» **Given problem**
Output every line of the items below as a numbered list, omitting any blank lines.
**** Exercise material
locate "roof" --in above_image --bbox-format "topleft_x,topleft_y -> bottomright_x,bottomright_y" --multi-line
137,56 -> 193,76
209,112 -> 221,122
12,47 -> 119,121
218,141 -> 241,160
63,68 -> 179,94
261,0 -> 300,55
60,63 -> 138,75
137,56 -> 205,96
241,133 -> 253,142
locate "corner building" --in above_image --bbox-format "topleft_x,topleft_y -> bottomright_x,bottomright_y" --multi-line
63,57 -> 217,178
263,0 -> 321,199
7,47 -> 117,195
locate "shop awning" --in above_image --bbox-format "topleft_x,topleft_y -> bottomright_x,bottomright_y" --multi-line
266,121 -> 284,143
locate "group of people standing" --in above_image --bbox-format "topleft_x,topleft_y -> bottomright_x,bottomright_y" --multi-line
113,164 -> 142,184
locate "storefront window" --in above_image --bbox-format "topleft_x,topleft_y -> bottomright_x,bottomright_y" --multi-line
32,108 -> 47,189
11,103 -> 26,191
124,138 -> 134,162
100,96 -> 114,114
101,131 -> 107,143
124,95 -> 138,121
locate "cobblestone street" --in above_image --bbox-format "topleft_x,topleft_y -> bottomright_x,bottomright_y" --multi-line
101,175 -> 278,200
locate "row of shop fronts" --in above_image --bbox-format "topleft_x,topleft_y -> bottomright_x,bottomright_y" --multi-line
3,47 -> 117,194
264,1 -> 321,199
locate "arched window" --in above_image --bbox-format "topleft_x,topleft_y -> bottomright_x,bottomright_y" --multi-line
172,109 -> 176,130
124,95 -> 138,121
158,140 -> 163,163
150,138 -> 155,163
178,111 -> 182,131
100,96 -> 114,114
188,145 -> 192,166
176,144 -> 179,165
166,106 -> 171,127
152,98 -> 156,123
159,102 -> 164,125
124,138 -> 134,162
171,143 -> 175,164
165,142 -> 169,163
********
» **Worked answer**
1. locate "roof" --in above_image --bbox-format "topleft_x,topleft_y -> bottomright_x,bottomright_y" --multi-line
2. 137,56 -> 193,76
3. 209,112 -> 221,122
4. 12,47 -> 119,121
5. 218,141 -> 241,160
6. 63,68 -> 179,94
7. 261,0 -> 300,55
8. 60,63 -> 138,75
9. 137,56 -> 205,96
10. 241,133 -> 253,142
11. locate "corner building" --in above_image --bbox-format "topleft_x,topleft_y -> bottomright_x,bottomright_y" --multi-line
12. 63,57 -> 217,178
13. 263,0 -> 321,199
14. 7,47 -> 117,195
15. locate "shop awning" --in above_image --bbox-format "topleft_x,topleft_y -> bottomright_x,bottomright_y" --multi-line
16. 266,121 -> 284,143
17. locate "group of people standing" --in above_image --bbox-format "topleft_x,topleft_y -> bottomright_x,bottomright_y" --multi-line
18. 113,164 -> 142,184
19. locate "storefront window" --in above_image --bbox-format "topleft_x,topleft_y -> bottomright_x,bottomright_y" --multi-line
20. 32,108 -> 47,189
21. 11,103 -> 26,191
22. 124,138 -> 134,162
23. 100,96 -> 114,114
24. 101,131 -> 107,143
25. 124,95 -> 138,121
26. locate "cobblestone street" --in above_image --bbox-format "topleft_x,topleft_y -> bottomright_x,bottomright_y" --multi-line
27. 101,175 -> 278,200
28. locate "row of shop fronts" --in above_image --bbox-format "topleft_x,topleft_y -> bottomright_x,bottomright_y" --multi-line
29. 3,47 -> 117,194
30. 264,1 -> 321,199
31. locate "arched window" --in above_image --bbox-format "topleft_x,topleft_y -> bottomright_x,bottomright_y" --multi-line
32. 172,109 -> 176,130
33. 124,95 -> 138,121
34. 158,140 -> 163,163
35. 150,138 -> 155,163
36. 178,111 -> 182,131
37. 100,96 -> 114,114
38. 188,145 -> 192,166
39. 176,144 -> 179,165
40. 166,106 -> 171,127
41. 152,98 -> 156,123
42. 159,102 -> 164,125
43. 124,138 -> 134,162
44. 171,143 -> 175,164
45. 165,142 -> 169,163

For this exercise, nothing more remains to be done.